▶ [ASSIGNMENT]: What is needed is an exact copy of all the lines below.

Records excerpted from a collection:

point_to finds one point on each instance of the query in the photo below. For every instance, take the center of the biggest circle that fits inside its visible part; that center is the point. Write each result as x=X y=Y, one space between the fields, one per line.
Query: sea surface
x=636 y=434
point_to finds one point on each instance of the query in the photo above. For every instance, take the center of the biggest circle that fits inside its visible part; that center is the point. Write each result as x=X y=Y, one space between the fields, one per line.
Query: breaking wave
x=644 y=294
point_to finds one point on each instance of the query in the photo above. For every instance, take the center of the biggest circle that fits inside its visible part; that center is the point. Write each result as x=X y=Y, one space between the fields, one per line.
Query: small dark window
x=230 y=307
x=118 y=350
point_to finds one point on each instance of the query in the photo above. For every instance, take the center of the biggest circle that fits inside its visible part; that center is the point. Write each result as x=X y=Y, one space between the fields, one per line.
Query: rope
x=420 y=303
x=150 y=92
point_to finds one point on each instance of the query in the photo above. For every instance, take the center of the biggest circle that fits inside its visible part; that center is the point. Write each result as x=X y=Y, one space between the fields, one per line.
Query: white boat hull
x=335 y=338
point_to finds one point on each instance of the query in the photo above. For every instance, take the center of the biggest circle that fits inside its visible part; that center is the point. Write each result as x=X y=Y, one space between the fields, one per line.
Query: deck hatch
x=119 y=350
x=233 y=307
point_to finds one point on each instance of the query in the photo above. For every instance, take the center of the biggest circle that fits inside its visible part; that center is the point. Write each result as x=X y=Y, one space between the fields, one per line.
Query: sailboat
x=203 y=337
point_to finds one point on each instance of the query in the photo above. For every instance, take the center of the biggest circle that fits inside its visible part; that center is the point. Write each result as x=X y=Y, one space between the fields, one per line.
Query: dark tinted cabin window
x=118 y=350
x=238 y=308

▶ [RESULT FOR THIS EXERCISE]:
point_to finds one point on each instance of the query in the photo below. For every instance, take the center of the biggest circle that fits inside its visible part; that center is the point. Write each result as x=X y=Y, one space between the fields, one per line.
Query: sea surface
x=636 y=434
point_to finds one point on each instance of the query in the photo above. For every instance, take the center of the biggest circle that fits inside its visible part; that center is the point. Write each result as x=X y=Y, one space between the fields, one per line.
Query: breaking wave
x=644 y=294
point_to finds one point on each instance of the query in the photo above. For every instance, take the center of the biggest circle that fits inside its visible part; that center is the point. Write each result as x=X y=Y, one space between the fields, one per line.
Query: small dark window
x=230 y=307
x=118 y=350
point_to finds one point on each instance of the query in the photo above. For every instance, take the center of the biggest circle that fits inside its visible part; that center is the point. Write each result as x=X y=Y, one space between the fields, one per line.
Query: rope
x=420 y=303
x=150 y=92
point_to finds one point on each instance of the query in the photo above. For every instance, take the center of the biggest circle that fits inside its visible part; that center is the point. Write each result as x=X y=Y, one space between the fields, one per line.
Query: white boat hull
x=335 y=338
point_to finds one point on each instance of the query in the photo above. For every instance, take the center of the biggest circle that fits inside its visible part; that center is the point. Write each result as x=X y=Y, one space between the fields, one per line.
Query: deck hatch
x=119 y=350
x=233 y=307
point_to finds one point on each instance of the query in the photo above. For every instance, take the center of the biggest circle that fits inside its visible part; that center is the point. Write each result as x=X y=Y, one space between the fields, one per line.
Query: sailboat
x=203 y=337
point_to finds one point on each instance of the query in the photo above. For every instance, take the center of the biggest circle that fits inside its visible part; that center is the point. Write each result as x=X y=Y, one space between the fields, one per line.
Query: dark tinted cabin window
x=118 y=350
x=238 y=308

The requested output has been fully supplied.